** START DATA ENTRIES **

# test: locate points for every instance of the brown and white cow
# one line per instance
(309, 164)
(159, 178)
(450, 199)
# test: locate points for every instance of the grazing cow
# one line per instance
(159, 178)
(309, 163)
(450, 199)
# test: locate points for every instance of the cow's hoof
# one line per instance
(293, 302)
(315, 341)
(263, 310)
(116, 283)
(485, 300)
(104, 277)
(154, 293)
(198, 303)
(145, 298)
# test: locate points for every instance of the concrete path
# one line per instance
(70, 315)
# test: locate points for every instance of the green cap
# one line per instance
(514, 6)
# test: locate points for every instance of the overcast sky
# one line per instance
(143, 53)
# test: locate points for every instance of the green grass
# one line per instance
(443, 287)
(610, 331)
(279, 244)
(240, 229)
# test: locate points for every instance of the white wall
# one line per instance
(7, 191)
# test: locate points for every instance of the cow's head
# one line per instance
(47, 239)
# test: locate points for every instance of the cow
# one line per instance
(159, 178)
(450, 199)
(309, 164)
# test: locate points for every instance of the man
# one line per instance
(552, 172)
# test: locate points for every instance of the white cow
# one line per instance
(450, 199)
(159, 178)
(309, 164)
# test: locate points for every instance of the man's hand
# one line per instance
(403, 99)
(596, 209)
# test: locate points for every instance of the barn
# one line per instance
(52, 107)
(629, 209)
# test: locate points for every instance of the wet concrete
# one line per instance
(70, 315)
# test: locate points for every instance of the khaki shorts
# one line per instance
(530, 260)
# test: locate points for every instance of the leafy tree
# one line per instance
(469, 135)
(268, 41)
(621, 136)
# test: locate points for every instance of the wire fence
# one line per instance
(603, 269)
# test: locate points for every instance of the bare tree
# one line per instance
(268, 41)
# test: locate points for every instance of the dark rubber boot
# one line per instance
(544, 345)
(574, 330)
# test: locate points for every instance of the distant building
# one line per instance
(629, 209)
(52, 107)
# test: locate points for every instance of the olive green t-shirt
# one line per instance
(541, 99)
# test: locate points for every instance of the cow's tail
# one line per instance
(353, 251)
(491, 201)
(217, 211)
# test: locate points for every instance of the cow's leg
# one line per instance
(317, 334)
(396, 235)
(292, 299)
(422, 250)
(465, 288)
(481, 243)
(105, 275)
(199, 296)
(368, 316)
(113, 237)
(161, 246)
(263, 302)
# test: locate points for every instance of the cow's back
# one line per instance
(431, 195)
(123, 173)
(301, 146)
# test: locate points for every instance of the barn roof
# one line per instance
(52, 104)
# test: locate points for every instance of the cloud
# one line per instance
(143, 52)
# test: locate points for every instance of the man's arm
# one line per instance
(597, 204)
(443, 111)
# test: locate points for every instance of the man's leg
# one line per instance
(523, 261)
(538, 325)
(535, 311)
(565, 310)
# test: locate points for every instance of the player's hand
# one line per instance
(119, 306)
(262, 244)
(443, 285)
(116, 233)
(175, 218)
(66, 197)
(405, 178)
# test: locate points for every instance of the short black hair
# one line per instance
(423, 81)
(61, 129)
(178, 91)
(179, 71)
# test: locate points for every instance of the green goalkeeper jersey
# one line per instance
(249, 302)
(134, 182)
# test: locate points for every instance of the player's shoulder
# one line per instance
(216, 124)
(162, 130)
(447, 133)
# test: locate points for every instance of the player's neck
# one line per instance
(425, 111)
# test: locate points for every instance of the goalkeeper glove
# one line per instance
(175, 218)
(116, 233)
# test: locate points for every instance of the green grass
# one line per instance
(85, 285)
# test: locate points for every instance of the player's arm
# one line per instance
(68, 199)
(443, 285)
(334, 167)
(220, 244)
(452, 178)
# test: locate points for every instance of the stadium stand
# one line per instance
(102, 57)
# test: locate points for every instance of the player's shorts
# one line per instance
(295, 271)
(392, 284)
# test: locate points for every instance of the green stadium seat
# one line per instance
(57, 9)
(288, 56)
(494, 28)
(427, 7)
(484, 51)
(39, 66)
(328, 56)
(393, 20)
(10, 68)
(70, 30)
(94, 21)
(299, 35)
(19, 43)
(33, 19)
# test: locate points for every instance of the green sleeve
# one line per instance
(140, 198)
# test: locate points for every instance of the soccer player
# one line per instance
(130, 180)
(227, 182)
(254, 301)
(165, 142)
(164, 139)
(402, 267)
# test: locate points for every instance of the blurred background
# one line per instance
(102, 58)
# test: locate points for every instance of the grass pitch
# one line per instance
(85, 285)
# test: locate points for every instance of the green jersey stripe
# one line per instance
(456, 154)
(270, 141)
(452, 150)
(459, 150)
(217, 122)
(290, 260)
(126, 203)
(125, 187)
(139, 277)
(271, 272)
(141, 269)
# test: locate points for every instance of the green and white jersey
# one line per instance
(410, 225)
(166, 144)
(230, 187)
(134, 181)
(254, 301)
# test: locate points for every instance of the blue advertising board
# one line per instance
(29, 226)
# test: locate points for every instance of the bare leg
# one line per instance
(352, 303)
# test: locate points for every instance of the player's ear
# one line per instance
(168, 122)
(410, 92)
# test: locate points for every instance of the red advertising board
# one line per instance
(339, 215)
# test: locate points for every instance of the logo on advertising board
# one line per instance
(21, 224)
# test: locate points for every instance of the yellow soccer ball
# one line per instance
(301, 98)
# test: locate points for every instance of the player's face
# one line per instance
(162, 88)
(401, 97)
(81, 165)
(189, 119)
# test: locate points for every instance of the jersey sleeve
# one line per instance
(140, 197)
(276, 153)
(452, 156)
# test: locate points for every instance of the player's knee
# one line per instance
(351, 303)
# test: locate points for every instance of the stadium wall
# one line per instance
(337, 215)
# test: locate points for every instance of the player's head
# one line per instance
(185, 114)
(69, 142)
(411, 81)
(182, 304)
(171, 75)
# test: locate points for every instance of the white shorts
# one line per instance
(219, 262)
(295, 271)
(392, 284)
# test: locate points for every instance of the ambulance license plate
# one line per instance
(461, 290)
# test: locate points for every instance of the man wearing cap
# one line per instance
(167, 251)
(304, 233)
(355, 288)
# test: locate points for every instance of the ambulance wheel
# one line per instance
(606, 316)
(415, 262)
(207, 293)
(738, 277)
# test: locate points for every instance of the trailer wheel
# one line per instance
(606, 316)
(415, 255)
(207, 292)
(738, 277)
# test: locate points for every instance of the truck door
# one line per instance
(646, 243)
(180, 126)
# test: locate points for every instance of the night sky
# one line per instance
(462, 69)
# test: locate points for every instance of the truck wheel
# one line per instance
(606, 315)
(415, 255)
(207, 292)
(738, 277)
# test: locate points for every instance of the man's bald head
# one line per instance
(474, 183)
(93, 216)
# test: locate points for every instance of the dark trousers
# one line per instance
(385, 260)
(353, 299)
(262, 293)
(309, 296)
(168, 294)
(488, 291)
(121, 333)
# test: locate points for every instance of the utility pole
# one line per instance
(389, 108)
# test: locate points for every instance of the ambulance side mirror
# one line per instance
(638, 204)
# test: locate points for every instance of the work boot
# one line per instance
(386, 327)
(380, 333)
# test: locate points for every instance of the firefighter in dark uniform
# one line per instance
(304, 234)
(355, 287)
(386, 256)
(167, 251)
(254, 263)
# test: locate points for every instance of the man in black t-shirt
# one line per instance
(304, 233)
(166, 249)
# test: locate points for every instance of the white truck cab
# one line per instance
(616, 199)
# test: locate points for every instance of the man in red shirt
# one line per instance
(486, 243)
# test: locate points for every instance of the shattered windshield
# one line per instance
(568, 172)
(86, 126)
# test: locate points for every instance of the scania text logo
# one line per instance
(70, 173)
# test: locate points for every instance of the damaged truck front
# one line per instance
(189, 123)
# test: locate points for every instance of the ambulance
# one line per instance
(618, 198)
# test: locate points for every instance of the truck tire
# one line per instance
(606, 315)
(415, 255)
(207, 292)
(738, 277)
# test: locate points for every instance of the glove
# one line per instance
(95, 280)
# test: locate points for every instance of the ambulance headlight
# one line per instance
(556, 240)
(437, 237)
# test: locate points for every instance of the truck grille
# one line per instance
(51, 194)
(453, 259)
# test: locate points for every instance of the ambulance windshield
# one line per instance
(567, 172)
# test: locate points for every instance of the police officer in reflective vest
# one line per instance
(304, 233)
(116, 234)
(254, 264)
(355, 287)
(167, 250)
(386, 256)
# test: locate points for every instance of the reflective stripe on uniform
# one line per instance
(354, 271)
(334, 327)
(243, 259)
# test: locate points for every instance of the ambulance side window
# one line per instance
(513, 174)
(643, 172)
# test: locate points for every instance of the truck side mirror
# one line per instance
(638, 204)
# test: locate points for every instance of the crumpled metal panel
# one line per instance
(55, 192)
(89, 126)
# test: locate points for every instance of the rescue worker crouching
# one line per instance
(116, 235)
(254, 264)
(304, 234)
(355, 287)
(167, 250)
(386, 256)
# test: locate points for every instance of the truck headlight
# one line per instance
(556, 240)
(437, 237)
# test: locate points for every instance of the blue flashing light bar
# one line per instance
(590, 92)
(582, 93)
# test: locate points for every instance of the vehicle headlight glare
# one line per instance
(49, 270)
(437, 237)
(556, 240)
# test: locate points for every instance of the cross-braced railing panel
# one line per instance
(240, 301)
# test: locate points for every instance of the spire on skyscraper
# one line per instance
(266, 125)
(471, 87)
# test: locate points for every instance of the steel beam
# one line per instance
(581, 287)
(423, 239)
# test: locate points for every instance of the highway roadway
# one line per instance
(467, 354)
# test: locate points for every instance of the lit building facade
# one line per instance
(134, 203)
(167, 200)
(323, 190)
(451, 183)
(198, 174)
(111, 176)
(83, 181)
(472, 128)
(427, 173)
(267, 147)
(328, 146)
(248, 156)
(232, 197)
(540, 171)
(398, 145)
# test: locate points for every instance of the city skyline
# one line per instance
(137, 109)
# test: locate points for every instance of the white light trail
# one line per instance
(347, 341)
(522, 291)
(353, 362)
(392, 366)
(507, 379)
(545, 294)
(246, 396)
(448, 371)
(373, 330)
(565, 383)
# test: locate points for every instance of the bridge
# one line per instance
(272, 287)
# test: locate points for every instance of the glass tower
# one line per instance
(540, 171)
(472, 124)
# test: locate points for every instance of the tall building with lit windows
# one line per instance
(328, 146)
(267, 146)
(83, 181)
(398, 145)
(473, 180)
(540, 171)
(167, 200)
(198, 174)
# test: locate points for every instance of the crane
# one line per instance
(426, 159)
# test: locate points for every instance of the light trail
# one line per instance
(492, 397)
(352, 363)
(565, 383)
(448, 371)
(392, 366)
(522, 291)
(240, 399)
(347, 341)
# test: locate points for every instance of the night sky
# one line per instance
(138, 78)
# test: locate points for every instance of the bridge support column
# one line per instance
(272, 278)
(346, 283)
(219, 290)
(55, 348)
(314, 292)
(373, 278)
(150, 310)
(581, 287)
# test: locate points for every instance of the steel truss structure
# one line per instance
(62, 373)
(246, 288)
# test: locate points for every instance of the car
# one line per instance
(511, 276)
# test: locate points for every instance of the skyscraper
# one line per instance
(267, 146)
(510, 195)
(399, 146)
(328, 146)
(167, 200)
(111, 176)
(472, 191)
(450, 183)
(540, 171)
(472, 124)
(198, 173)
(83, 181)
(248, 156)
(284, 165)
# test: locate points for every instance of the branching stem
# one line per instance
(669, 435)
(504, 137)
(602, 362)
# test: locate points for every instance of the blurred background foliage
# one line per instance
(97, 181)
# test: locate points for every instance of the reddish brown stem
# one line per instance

** END DATA ENTRIES **

WORK TO DO:
Copy the data again from the line with "# test: locate points for every instance of the car" (that line included) through the end, keeping every line as it is but raising each number in the point coordinates by 111.

FINISHED EXERCISE:
# test: locate points for every instance of the car
# one line per instance
(622, 387)
# test: locate points for every instance of the skyscraper
# one line per instance
(378, 257)
(621, 306)
(510, 257)
(439, 257)
(278, 311)
(222, 287)
(583, 302)
(561, 294)
(651, 282)
(583, 235)
(309, 284)
(194, 292)
(359, 267)
(395, 276)
# test: locate points for every instance of the branching stem
# one line per instance
(780, 546)
(615, 248)
(713, 473)
# test: locate points for every instance of the blurred background foliage
# one line per instance
(208, 292)
# test: locate points for every instance of the reddish brown stem
# one line per instance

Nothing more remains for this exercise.